* **Supplied records**:

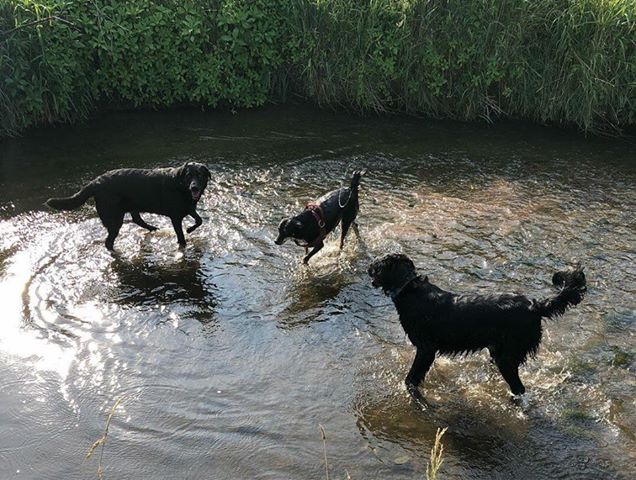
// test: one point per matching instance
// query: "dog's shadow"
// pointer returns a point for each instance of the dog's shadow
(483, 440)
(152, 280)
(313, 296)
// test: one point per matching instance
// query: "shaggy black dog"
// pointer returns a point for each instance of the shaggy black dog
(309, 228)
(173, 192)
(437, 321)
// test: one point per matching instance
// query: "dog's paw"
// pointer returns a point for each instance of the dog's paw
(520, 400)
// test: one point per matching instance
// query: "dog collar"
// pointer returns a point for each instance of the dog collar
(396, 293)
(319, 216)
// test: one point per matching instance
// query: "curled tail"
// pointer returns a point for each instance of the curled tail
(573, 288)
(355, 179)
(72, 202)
--
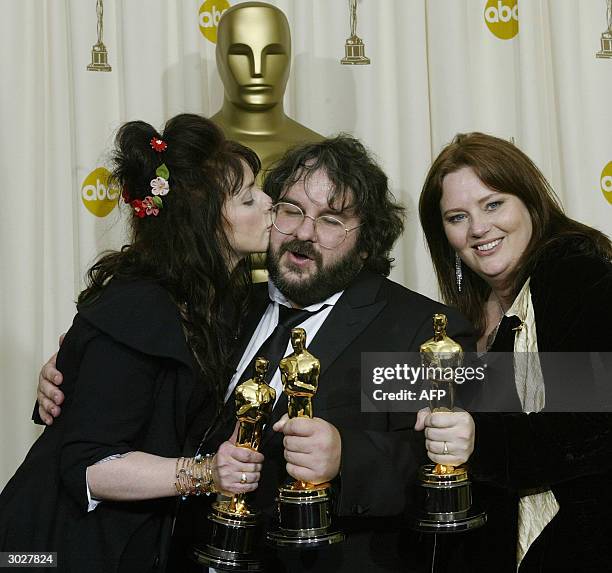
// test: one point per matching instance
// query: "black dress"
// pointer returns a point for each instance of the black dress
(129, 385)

* **To do**: From the data above, extract every line that contains the word "each".

* **Solved exercise**:
// pointer returns a point for each instance of the dog's shadow
// pointer returns a point for each instance of the shaggy black dog
// pointer returns a point for each instance of the dog's paw
// pointer returns a point for each instance of the dog collar
// pointer returns a point for each instance of the curled tail
// pointer returns a point for each instance of the black dress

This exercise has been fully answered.